- Exercise brief: I would like each line of the data that holds the word "shirt" copied out.

::: Source information

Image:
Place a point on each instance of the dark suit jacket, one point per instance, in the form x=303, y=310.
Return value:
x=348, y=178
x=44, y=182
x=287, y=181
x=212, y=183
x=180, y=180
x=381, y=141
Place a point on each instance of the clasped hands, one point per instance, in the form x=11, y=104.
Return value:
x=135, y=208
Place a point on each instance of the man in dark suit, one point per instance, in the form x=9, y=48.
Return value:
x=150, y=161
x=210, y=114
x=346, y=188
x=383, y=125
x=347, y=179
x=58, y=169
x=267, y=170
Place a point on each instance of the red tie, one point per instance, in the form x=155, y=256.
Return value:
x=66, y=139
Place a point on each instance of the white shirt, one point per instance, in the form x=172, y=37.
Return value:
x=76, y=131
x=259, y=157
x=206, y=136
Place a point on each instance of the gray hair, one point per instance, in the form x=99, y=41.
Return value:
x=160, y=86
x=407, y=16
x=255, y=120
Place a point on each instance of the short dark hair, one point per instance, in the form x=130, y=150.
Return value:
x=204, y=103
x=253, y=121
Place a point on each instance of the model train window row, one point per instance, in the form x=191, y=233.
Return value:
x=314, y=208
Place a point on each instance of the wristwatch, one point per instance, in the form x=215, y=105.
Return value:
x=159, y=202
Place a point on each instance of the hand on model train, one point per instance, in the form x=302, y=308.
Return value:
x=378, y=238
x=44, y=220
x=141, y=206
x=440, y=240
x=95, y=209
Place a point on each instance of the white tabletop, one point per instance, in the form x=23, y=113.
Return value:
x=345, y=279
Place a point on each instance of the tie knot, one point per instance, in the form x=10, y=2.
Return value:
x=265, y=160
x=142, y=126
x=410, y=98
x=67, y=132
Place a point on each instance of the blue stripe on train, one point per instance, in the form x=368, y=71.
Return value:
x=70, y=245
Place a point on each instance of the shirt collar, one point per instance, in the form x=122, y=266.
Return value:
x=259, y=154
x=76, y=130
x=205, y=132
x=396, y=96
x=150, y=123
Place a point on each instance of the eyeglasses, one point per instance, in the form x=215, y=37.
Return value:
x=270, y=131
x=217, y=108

::::::

- Response:
Place a point on each instance of the white shirt, one point per instance, in the form x=172, y=37.
Place a point on each instance of the shirt collar, one point per instance, in the form x=122, y=266.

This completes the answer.